- What you are asked to do -
State, as one number, how many lines in these records hold "running".

Referring expression grounding data
# # # # # # #
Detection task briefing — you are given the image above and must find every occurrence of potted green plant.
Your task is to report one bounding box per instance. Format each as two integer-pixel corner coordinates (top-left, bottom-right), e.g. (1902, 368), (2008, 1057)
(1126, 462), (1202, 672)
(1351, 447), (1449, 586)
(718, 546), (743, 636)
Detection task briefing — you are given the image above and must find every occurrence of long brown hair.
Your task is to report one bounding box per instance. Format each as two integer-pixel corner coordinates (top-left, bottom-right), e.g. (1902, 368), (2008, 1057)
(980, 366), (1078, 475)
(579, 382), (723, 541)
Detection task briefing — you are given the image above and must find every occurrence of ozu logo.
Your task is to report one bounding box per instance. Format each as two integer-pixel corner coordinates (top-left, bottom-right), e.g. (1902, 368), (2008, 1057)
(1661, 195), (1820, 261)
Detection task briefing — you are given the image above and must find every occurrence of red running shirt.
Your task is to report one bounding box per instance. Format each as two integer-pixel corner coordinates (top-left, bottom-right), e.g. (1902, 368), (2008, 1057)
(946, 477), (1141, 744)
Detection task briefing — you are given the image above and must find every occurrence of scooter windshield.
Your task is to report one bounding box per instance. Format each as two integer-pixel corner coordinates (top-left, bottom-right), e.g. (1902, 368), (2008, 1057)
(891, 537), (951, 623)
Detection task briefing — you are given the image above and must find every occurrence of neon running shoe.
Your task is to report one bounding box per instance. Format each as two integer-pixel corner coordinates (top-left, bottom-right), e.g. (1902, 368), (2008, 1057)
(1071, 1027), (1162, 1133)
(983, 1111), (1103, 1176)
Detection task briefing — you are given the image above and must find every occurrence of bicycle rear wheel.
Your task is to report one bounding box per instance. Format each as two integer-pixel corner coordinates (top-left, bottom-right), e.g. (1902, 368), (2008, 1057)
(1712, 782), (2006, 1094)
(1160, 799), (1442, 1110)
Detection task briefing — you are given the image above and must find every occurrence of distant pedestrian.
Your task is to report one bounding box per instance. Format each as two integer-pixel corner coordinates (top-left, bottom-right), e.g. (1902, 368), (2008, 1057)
# # # # # # #
- Answer to this exercise -
2